#### DATA FOR THIS TASK:

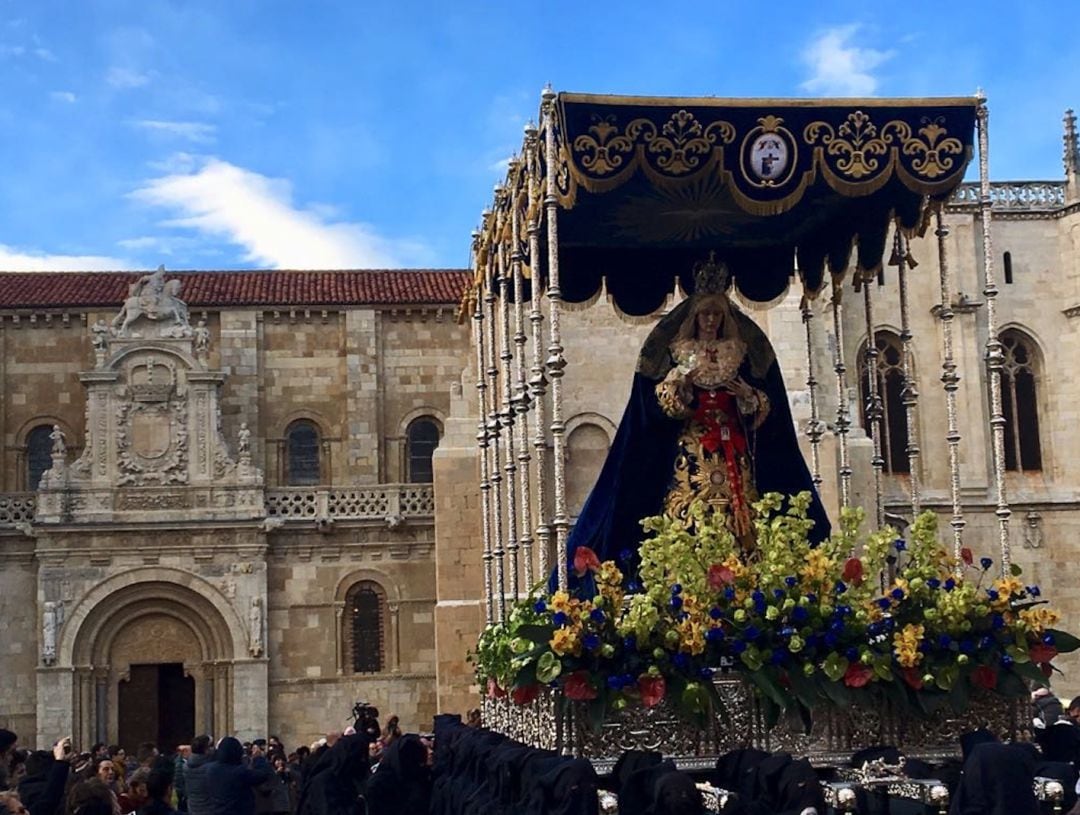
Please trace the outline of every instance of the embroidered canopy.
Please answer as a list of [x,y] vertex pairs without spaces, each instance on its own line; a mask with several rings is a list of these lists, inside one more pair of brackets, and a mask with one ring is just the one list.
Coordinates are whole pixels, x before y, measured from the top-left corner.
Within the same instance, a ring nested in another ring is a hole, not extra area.
[[512,163],[478,249],[487,258],[511,241],[516,207],[521,257],[543,272],[550,226],[537,264],[526,225],[543,220],[553,142],[565,301],[593,298],[606,279],[620,310],[651,313],[676,280],[692,291],[690,269],[712,250],[749,300],[783,295],[796,269],[813,296],[826,268],[847,270],[854,246],[857,268],[876,271],[894,220],[909,233],[925,228],[929,206],[964,177],[980,104],[561,93]]

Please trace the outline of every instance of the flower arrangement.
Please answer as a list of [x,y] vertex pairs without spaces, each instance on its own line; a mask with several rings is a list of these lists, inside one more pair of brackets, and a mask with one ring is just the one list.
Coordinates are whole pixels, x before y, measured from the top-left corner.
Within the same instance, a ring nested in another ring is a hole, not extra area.
[[765,495],[750,553],[704,504],[691,510],[693,532],[647,518],[629,579],[577,549],[572,591],[538,586],[483,632],[481,685],[518,704],[558,687],[588,703],[594,723],[664,699],[700,722],[720,705],[714,673],[729,668],[756,685],[770,724],[792,709],[809,724],[825,704],[925,716],[963,711],[973,689],[1024,696],[1025,682],[1049,684],[1053,659],[1080,647],[1018,567],[994,578],[990,558],[946,552],[933,513],[907,540],[890,528],[863,540],[862,512],[847,510],[813,546],[809,504],[808,493]]

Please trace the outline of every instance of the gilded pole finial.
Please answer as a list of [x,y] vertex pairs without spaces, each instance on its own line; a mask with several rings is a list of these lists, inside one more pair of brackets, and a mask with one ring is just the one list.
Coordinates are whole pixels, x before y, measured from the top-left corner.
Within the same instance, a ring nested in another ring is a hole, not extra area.
[[1080,139],[1076,133],[1076,114],[1072,108],[1065,111],[1065,132],[1062,142],[1065,150],[1062,161],[1065,164],[1065,196],[1067,203],[1080,200]]

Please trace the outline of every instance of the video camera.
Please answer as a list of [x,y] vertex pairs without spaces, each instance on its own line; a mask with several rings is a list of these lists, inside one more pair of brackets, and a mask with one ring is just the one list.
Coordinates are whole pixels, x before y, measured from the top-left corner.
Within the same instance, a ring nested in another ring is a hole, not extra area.
[[382,735],[379,709],[368,702],[357,702],[352,709],[353,727],[357,733],[367,733],[374,741]]

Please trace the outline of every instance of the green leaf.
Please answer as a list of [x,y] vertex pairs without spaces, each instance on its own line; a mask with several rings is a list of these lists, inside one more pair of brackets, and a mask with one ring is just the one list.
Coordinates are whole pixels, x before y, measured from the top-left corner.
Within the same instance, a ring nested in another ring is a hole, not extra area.
[[1080,648],[1080,639],[1072,634],[1054,628],[1046,629],[1046,633],[1053,636],[1054,647],[1058,649],[1059,654],[1071,654],[1077,648]]
[[1014,662],[1012,666],[1013,671],[1029,682],[1034,682],[1040,687],[1050,687],[1050,680],[1046,678],[1046,675],[1039,669],[1039,666],[1033,662]]
[[768,671],[750,671],[748,674],[751,681],[761,689],[761,692],[766,698],[775,702],[780,710],[787,708],[790,703],[790,698],[780,688],[773,678],[769,676]]
[[1019,577],[1023,573],[1024,573],[1024,570],[1020,568],[1020,564],[1018,564],[1018,563],[1010,563],[1009,564],[1009,574],[1011,574],[1013,577]]
[[604,695],[601,694],[588,703],[588,723],[590,730],[599,730],[607,717],[607,705],[604,703]]
[[802,671],[789,672],[788,679],[791,682],[791,690],[800,705],[813,709],[820,704],[821,697],[814,680],[804,676]]
[[554,651],[545,651],[536,661],[536,679],[545,685],[553,682],[562,673],[562,662]]
[[969,687],[967,682],[957,682],[949,690],[949,695],[946,698],[949,701],[949,706],[957,713],[963,713],[968,709],[970,702]]
[[1001,671],[998,674],[997,692],[1002,696],[1014,699],[1027,698],[1028,696],[1027,685],[1013,671]]
[[531,640],[535,643],[546,643],[551,639],[551,635],[555,633],[555,629],[550,625],[537,625],[533,623],[521,626],[515,633],[519,637]]
[[825,672],[825,676],[829,677],[833,682],[839,682],[840,679],[847,673],[848,661],[845,657],[833,651],[829,656],[825,658],[825,662],[821,665],[821,670]]

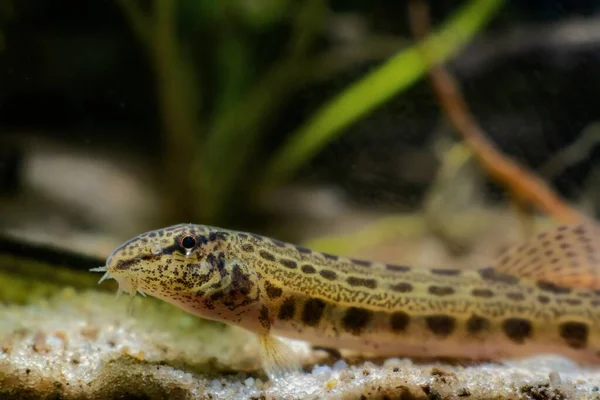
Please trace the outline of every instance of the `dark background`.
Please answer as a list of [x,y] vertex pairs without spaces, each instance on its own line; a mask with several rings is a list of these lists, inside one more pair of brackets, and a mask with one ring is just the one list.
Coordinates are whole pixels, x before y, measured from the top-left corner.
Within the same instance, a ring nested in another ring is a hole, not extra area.
[[[140,2],[143,9],[150,9],[151,3]],[[249,16],[235,10],[235,5],[223,13],[211,1],[178,2],[178,36],[185,42],[185,52],[193,60],[202,87],[201,118],[210,119],[217,112],[215,99],[223,91],[219,82],[230,79],[223,77],[227,69],[219,61],[223,37],[241,38],[237,45],[240,54],[246,56],[240,60],[247,65],[241,78],[231,78],[241,82],[240,92],[281,59],[297,3],[266,3],[279,4],[274,8],[283,11],[273,16],[259,10]],[[446,20],[465,3],[432,2],[433,22]],[[111,143],[140,155],[150,165],[161,165],[164,142],[155,72],[116,3],[1,0],[0,4],[4,44],[0,50],[3,196],[9,198],[19,191],[19,165],[28,154],[27,146],[9,139],[14,134],[35,132],[90,151]],[[397,39],[399,43],[411,40],[404,1],[329,1],[327,5],[328,17],[309,53],[338,45],[341,39],[334,21],[348,14],[360,22],[363,35]],[[575,142],[599,119],[599,10],[600,2],[593,0],[509,1],[450,63],[491,140],[533,169]],[[594,19],[599,21],[598,28],[590,23]],[[556,32],[561,24],[580,24],[584,33],[572,40],[545,33]],[[236,50],[231,52],[237,54]],[[382,56],[354,63],[286,93],[281,107],[261,128],[261,140],[249,165],[272,154],[324,100],[384,60]],[[366,206],[416,208],[435,173],[437,161],[430,151],[430,139],[440,118],[428,83],[421,81],[347,129],[306,163],[294,179],[335,185],[351,201]],[[568,199],[577,200],[599,156],[598,147],[589,146],[589,153],[552,177],[551,184]],[[407,176],[403,171],[411,167],[422,173]],[[485,195],[492,201],[503,201],[501,188],[490,183],[488,189]],[[239,196],[223,201],[235,211],[216,221],[251,219],[252,206],[239,201]],[[197,217],[194,211],[184,211],[183,216]],[[171,222],[181,217],[174,214],[164,218]],[[203,218],[201,213],[198,218]]]

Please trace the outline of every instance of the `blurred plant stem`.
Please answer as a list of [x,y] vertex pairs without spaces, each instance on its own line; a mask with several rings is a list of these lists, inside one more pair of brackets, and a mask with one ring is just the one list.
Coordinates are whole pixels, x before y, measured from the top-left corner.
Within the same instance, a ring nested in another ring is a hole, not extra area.
[[[429,34],[429,7],[426,0],[411,0],[410,22],[417,40]],[[584,221],[586,217],[567,204],[542,179],[503,154],[488,140],[486,132],[471,114],[454,76],[444,67],[443,61],[434,49],[420,48],[427,65],[431,86],[438,98],[440,107],[448,121],[464,143],[471,149],[475,158],[486,172],[511,193],[519,208],[518,215],[527,214],[526,205],[533,204],[561,223],[570,224]],[[529,222],[524,223],[531,231]]]
[[503,3],[503,0],[472,0],[437,33],[401,51],[325,104],[269,161],[260,182],[261,190],[289,178],[344,128],[420,79],[426,72],[420,46],[427,47],[438,62],[450,58],[485,26]]
[[266,122],[272,118],[289,95],[304,82],[301,75],[307,68],[307,55],[322,26],[325,5],[320,0],[307,0],[298,10],[287,54],[271,67],[237,105],[217,114],[203,149],[202,183],[204,207],[209,215],[220,219],[227,199],[235,192],[244,192],[240,185],[248,174],[250,156],[254,153]]
[[461,142],[450,141],[449,129],[438,130],[434,147],[440,161],[423,199],[423,218],[427,227],[454,255],[471,250],[480,227],[469,226],[461,219],[469,212],[483,210],[483,176],[470,149]]
[[[194,201],[201,198],[197,135],[200,91],[191,62],[178,45],[174,0],[154,0],[150,16],[136,1],[117,0],[133,31],[153,62],[163,121],[164,210],[166,220],[184,220],[197,215]],[[200,197],[197,197],[200,196]]]
[[[215,117],[201,127],[197,118],[198,79],[176,39],[177,2],[154,0],[150,16],[136,2],[117,2],[150,54],[156,72],[166,155],[165,218],[223,221],[236,199],[235,193],[243,192],[240,186],[249,184],[246,178],[252,174],[248,162],[266,121],[303,81],[299,72],[303,71],[310,45],[322,26],[325,5],[319,0],[301,3],[286,56],[243,97],[247,68],[244,39],[235,28],[226,27],[221,35],[223,46],[218,50],[223,79],[219,82]],[[227,15],[232,4],[221,3],[222,14]]]

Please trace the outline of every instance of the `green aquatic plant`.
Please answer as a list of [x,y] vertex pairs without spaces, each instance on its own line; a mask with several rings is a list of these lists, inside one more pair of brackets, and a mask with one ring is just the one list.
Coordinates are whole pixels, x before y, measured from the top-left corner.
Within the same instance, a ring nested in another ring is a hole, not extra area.
[[[293,176],[345,128],[422,78],[426,63],[419,46],[427,46],[436,61],[447,60],[503,4],[472,0],[437,32],[326,102],[263,160],[259,150],[272,116],[322,67],[315,61],[319,57],[313,44],[327,5],[273,0],[269,7],[256,9],[230,1],[154,0],[146,9],[136,1],[115,1],[154,67],[163,121],[165,219],[213,224],[229,223],[224,219],[234,218],[242,206],[249,208],[259,194]],[[203,32],[217,38],[216,56],[209,57],[208,45],[192,43],[192,36],[185,35],[182,25],[193,24],[194,18],[202,21]],[[256,46],[249,37],[278,23],[290,26],[283,56],[262,65],[248,50]],[[203,92],[200,82],[206,82],[211,70],[218,71],[212,82],[216,88]],[[209,100],[212,92],[216,95]]]
[[443,62],[479,32],[503,3],[503,0],[471,1],[438,32],[399,52],[327,102],[273,157],[266,168],[263,185],[285,180],[344,128],[422,78],[427,72],[427,63],[419,46],[429,48],[433,62]]

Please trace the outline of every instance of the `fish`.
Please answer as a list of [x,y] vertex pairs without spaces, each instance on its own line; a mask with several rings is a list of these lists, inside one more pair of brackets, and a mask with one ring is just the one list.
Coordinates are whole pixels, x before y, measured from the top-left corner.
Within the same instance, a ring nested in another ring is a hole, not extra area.
[[600,229],[561,225],[478,269],[417,268],[178,224],[116,248],[99,283],[257,335],[270,379],[300,371],[281,338],[378,356],[600,361]]

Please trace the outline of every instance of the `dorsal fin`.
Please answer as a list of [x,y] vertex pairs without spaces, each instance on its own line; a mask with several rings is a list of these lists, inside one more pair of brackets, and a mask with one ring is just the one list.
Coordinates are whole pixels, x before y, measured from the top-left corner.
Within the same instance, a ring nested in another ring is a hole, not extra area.
[[508,249],[493,267],[555,285],[600,289],[600,227],[579,223],[540,233]]

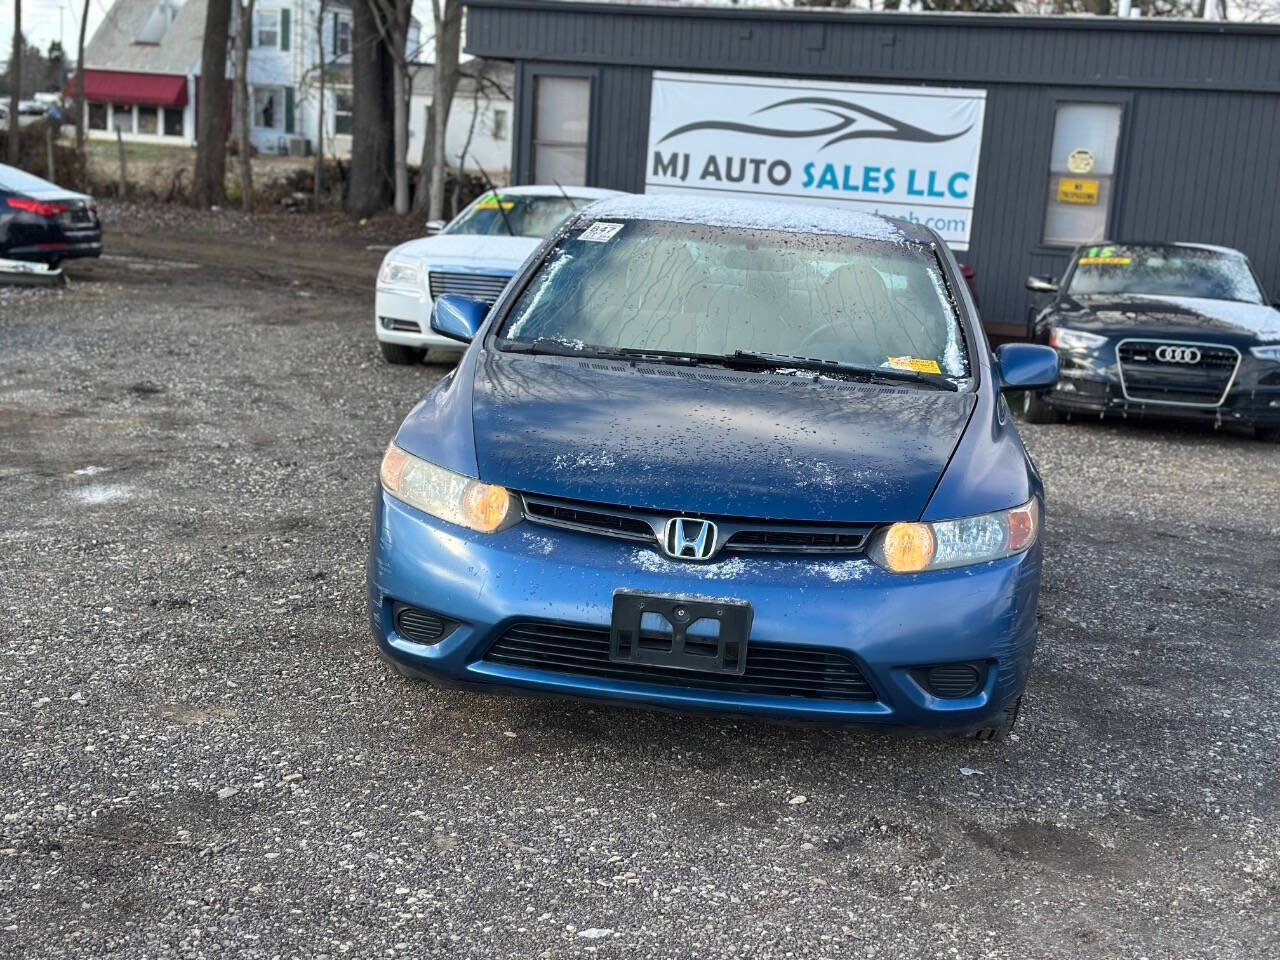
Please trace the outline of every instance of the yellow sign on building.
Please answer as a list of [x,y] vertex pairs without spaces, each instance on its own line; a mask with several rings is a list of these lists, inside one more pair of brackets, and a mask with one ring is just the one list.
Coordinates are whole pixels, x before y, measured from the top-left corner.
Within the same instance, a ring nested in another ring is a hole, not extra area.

#### DESCRIPTION OF THE TASK:
Only lines containing "green" belong in the answer; copy every such line from the records.

#### WORKED SOLUTION:
Please trace the outline of every instance of the green leaf.
Please trace the outline of every instance of the `green aquatic plant`.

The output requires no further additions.